Task details
Set down each record below precisely, skipping the pictures.

Record set
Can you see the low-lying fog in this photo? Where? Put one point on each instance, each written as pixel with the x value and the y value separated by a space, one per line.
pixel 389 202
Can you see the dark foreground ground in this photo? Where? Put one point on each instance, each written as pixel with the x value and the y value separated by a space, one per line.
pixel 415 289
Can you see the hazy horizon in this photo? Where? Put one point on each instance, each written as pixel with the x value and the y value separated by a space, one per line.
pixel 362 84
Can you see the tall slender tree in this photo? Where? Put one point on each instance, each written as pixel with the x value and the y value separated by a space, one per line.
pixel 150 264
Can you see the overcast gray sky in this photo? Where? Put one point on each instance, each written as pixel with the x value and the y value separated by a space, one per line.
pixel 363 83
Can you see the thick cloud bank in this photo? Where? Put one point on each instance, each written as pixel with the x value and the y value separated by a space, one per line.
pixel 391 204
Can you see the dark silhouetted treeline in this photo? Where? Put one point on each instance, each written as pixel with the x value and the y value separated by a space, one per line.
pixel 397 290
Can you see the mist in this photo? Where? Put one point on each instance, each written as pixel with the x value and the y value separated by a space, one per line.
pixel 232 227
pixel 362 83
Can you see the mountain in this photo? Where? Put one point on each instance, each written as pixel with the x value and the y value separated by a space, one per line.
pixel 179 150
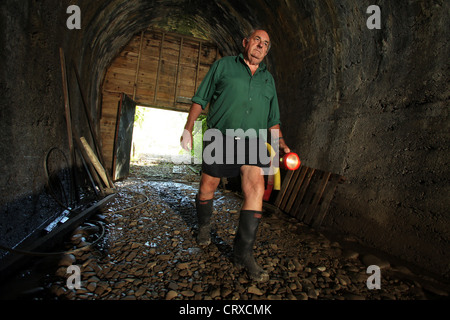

Task output
Can you see the low-lying fog in this photo? Where? Put one point on each instance, each written as pixel with the x value and the y value separated by a space, one per line.
pixel 389 202
Can you see the dark foreground ground in this photo? Where? Put one point on each instance, each written as pixel with the x value and the y value separated by a space, one per line.
pixel 415 289
Can you see the hazy horizon in this photo? Where? Put one point on each instance, each written as pixel with the x value and the y value separated by a space, one per line.
pixel 362 84
Can you see the tall slender tree in this photo? Where? Put one point on each instance, each written as pixel with the x value and the y value separated by a space, one per line.
pixel 150 264
Can you see the overcast gray sky in this photo? Where? Put one point on each instance, each written as pixel with the x value and the y value separated by a space, one per line.
pixel 363 83
Can you see the thick cloud bank in this photo? Where? Put one point on each instance, each written as pixel with the x value and the y value separated by a space, one per line.
pixel 391 204
Can you see the dark silhouetted treeline in this photo? Where? Put one point on each instance, each written as pixel with the x value and the y value separated by a space, one per line.
pixel 397 290
Can you see the mist in this photo? Where? Put one point on each instance, each written as pixel with the x value and the y value separated by a space, one per line.
pixel 232 227
pixel 362 83
Can you see the mountain in this photo? Where? Put one point on each instance, each written as pixel with the x value and the y value separated by a space, one per line.
pixel 179 150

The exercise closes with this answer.